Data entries
□ □ □ □

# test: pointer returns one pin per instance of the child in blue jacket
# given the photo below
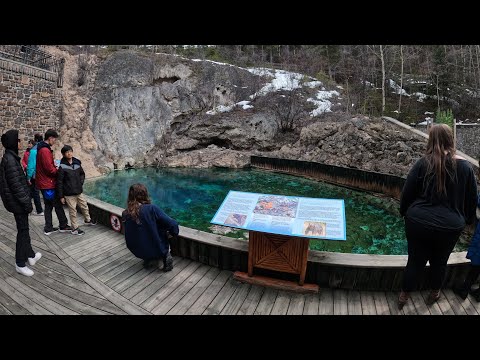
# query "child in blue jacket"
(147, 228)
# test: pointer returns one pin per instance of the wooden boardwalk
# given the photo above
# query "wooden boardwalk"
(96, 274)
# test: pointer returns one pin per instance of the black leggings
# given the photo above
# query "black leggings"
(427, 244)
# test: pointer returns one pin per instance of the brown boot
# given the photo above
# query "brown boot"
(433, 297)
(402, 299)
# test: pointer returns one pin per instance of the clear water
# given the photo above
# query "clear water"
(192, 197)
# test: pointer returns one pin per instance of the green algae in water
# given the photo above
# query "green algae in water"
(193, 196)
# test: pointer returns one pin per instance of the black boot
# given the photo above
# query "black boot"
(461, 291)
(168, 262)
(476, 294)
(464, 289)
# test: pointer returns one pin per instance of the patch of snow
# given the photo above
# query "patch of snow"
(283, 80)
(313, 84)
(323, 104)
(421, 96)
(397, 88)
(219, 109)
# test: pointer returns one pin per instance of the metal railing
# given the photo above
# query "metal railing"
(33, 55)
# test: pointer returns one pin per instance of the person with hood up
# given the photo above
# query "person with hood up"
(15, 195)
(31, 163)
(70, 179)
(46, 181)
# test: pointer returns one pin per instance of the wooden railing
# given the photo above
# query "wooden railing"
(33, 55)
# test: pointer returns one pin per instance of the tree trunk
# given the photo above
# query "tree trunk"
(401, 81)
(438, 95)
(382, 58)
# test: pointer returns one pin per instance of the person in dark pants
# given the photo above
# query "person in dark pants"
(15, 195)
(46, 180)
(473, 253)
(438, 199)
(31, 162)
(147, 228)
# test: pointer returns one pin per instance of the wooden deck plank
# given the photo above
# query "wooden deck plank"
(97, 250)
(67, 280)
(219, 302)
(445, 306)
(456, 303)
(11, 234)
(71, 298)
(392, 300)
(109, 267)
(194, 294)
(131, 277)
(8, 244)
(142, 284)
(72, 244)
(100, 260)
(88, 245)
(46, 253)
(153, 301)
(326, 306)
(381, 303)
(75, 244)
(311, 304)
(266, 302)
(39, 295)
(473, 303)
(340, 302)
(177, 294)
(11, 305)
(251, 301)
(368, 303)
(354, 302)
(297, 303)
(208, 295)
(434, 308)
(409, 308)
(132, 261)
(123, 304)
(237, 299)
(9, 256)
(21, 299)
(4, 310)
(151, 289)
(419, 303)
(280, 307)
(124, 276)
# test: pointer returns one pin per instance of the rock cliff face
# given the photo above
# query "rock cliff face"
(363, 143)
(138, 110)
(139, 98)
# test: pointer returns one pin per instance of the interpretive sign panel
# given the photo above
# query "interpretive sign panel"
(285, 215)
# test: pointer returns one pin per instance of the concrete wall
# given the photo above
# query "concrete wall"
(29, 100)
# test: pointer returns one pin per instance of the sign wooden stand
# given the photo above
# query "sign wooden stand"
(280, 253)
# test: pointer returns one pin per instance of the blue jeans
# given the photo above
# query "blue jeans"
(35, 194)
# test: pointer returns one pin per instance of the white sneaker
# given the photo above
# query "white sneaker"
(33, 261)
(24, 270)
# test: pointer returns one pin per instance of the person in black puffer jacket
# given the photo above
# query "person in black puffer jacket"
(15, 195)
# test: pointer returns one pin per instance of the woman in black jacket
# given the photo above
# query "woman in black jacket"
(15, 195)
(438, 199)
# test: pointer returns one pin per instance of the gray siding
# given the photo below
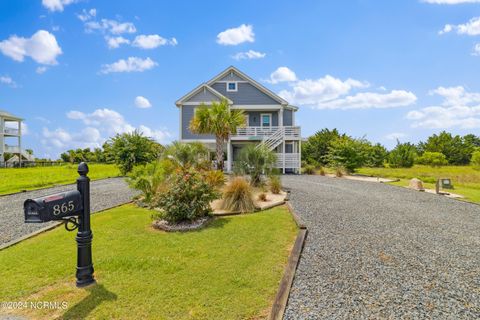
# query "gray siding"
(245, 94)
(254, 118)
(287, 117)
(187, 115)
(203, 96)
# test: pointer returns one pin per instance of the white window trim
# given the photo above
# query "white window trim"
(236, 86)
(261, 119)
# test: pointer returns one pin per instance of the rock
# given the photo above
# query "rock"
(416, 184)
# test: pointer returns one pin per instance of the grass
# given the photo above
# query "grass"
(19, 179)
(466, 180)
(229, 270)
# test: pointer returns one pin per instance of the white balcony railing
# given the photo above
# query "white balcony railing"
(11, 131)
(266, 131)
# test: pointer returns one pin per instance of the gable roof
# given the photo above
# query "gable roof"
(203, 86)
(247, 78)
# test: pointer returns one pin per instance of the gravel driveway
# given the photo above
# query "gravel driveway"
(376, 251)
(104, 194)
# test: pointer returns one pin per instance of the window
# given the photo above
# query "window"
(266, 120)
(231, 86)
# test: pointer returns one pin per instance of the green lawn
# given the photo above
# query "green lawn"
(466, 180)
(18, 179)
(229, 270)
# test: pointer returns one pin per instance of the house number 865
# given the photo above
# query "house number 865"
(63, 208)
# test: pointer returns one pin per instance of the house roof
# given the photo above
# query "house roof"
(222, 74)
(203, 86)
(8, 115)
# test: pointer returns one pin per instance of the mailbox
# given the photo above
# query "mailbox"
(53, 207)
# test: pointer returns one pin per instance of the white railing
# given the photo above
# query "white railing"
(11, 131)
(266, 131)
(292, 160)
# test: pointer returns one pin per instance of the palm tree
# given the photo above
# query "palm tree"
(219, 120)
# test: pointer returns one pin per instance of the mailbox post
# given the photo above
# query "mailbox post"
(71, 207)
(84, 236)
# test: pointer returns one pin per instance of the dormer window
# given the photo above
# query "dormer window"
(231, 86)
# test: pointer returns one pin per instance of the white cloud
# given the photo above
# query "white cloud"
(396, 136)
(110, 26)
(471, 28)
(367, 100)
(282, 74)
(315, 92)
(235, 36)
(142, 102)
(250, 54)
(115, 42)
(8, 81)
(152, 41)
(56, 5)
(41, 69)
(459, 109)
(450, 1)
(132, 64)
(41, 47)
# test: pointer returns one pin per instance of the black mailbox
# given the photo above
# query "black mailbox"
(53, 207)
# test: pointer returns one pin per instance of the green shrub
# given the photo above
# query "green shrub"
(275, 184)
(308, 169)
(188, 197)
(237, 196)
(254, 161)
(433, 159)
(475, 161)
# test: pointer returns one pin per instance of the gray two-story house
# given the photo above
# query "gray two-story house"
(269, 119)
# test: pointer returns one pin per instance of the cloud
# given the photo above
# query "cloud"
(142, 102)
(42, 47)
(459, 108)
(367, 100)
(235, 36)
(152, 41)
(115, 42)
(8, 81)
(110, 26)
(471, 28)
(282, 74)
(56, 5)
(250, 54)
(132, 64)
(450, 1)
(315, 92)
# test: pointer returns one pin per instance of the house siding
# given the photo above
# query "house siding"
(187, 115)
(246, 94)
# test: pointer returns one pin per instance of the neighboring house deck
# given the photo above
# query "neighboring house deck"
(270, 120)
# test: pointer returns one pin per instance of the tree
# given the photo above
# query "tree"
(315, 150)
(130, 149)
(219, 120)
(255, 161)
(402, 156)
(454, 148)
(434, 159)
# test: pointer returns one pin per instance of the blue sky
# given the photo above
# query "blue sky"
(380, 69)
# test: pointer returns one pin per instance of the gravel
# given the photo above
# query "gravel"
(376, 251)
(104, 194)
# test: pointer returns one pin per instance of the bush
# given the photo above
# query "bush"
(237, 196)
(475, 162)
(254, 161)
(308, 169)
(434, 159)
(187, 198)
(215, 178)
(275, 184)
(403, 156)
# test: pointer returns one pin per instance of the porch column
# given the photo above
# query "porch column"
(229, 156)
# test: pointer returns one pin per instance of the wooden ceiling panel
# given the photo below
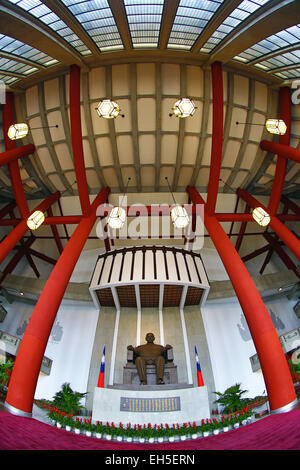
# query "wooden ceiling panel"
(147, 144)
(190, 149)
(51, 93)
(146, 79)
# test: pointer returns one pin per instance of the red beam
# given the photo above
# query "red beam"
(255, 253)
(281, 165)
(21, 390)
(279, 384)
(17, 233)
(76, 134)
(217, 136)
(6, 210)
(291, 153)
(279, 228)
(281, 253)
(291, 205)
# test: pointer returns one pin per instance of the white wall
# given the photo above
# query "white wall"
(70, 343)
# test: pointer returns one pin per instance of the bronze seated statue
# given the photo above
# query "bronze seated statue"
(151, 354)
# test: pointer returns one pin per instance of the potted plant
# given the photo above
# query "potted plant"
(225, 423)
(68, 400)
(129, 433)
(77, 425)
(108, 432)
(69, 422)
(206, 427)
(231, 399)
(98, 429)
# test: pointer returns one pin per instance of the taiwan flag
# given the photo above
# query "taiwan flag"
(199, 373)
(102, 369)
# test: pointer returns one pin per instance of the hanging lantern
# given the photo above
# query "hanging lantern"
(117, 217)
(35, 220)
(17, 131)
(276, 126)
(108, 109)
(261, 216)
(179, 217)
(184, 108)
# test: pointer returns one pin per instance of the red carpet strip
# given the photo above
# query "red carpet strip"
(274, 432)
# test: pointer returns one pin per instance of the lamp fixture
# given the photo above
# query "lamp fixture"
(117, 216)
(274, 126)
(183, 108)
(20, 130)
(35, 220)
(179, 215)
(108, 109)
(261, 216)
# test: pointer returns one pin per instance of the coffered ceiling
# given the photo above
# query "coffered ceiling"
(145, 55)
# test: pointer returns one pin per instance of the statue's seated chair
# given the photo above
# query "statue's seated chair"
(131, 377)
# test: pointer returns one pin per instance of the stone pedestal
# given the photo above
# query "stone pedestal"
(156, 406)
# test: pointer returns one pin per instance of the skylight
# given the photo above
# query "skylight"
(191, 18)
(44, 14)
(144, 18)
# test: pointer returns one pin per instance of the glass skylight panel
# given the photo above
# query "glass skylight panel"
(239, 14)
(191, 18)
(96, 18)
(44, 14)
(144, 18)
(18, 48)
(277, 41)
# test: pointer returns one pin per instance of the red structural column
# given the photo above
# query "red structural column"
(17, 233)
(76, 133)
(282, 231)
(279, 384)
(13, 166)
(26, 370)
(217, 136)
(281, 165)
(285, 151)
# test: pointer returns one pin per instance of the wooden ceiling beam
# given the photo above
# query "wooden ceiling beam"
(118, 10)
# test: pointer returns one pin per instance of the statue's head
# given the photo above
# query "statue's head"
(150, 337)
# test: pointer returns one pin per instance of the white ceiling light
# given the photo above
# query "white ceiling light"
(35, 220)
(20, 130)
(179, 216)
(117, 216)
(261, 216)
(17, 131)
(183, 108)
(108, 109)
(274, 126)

□ □ □ □

▸ **Task prompt**: Only the lines from the one containing "# test: pointer returns one pin per instance of the stone" to the end of the listing belong in the output, each reproduced exactly.

▸ **Finished exercise**:
# test: pointer returns one pin per instance of the stone pedestal
# given the photo above
# query "stone pedestal"
(156, 406)
# test: pointer returns one pin per instance of the skylight
# given the photo above
# query "skylight"
(191, 18)
(44, 14)
(144, 18)
# test: pointer returns one pin per instance of the glass skylight panel
# given the photo above
# query "glass skylight panel"
(239, 14)
(191, 18)
(96, 18)
(44, 14)
(144, 18)
(18, 48)
(277, 41)
# test: pointer returns one pin per instance of the red structural column
# given the photo above
# query "red structural column"
(17, 233)
(76, 133)
(282, 231)
(279, 384)
(13, 166)
(26, 370)
(217, 136)
(281, 165)
(285, 151)
# test: pointer returns one pin per instance of the wooden ceiling beam
# given the photo above
# query "wooden ceiling beam"
(118, 10)
# test: pointer returns one pin per instance of the statue's head
# given the photo above
# query "statue's head"
(150, 337)
# test: pointer returns one pin per instance of the white ceiling light
# given the photo above
# query "white ceiling light"
(35, 220)
(20, 130)
(179, 216)
(117, 216)
(261, 216)
(17, 131)
(183, 108)
(108, 109)
(274, 126)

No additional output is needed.